EXTRAIT À LIRE |
··········

Les protestations au Népal sont le résultat d’une révolution avortée (03/10/2025)
Article publié le 30 septembre, écrit par par Sushovan Dhar pour le CADTM (extraits)
Au cours du mois dernier, le Népal, pays enclavé de l’Himalaya, a connu les manifestations les plus violentes depuis près de deux décennies. Si le déclencheur immédiat a été l’interdiction des réseaux sociaux par le gouvernement, le soulèvement s’est rapidement transformé en une révolte nationale contre des problèmes socio-économiques plus larges tels que la corruption, le chômage et la dérive autoritaire du pays.
Des dizaines de milliers de jeunes, pour la plupart adolescents ou âgés d’une vingtaine d’années, ont envahi les rues de Katmandou, Pokhara et Biratnagar. Ils ont démoli des barricades, affronté les forces de sécurité et rempli la capitale de chants de défi.
La réponse de l’État a été rapide et brutale : balles en caoutchouc, canons à eau, gaz lacrymogènes et tirs à balles réelles. À la mi-septembre, au moins 72 personnes avaient trouvé la mort et plus de 2 000 avaient été blessées.

··········

DONNÉES AFFICHÉES |
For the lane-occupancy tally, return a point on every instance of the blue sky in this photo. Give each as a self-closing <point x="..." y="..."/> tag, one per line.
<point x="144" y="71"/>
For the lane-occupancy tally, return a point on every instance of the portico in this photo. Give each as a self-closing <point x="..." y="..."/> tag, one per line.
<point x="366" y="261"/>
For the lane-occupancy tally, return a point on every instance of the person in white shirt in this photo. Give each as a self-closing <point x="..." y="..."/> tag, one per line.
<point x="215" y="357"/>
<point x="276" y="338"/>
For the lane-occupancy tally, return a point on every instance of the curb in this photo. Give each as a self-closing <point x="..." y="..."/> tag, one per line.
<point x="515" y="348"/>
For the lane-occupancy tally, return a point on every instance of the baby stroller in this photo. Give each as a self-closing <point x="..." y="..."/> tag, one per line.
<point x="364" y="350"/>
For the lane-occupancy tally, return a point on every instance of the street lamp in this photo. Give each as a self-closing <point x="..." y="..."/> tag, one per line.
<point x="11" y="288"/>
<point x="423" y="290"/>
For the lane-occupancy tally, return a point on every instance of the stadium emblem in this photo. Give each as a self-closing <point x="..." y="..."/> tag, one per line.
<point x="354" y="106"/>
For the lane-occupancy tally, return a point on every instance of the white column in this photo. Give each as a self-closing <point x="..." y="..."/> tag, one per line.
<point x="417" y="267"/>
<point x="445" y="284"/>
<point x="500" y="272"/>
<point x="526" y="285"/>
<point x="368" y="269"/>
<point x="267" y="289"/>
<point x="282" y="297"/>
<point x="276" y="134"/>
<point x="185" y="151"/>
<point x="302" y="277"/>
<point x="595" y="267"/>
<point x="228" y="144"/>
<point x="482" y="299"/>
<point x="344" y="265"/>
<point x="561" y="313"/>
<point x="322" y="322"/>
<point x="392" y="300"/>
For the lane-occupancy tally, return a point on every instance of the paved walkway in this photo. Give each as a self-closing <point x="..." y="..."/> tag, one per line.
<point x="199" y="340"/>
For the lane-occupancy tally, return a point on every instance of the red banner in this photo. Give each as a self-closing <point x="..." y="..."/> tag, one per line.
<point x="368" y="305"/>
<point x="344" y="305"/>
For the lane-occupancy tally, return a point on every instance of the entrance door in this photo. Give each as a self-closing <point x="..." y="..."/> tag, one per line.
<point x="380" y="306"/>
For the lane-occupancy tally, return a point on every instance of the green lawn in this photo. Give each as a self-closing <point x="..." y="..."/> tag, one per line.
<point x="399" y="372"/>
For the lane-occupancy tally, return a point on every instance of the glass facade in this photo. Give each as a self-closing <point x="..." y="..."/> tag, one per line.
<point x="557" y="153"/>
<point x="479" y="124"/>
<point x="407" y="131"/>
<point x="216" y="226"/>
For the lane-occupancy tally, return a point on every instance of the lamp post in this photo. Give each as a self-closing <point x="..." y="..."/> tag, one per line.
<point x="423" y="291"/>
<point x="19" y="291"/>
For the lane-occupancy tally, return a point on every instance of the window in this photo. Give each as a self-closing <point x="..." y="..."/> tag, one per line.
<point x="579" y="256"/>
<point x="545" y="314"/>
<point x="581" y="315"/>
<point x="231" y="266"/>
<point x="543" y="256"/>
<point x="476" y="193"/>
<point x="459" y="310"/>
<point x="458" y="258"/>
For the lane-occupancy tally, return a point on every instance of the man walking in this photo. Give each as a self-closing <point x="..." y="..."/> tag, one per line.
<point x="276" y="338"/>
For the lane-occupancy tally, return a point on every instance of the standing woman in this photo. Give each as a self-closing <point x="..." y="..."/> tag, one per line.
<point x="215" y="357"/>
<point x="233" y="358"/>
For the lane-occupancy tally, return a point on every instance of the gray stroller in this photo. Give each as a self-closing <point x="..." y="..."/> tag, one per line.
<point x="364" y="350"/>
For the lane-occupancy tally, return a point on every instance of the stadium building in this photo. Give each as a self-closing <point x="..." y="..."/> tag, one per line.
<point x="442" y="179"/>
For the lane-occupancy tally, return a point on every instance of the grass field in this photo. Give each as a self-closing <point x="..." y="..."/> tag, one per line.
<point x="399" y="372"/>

··········

ACTIONS REQUISES |
1) D'après l'extrait à lire, quel a été le déclencheur immédiat des manifestations au Népal ?
2) Rassemblez toutes les lignes des enregistrements contenant la chaîne "white", sans modification.

RÉSULTATS PAR TÂCHE |
1) L'interdiction des réseaux sociaux par le gouvernement.

2)
For the lane-occupancy tally, return a point on every instance of the person in white shirt in this photo. Give each as a self-closing <point x="..." y="..."/> tag, one per line.
For the lane-occupancy tally, return a point on every instance of the white column in this photo. Give each as a self-closing <point x="..." y="..."/> tag, one per line.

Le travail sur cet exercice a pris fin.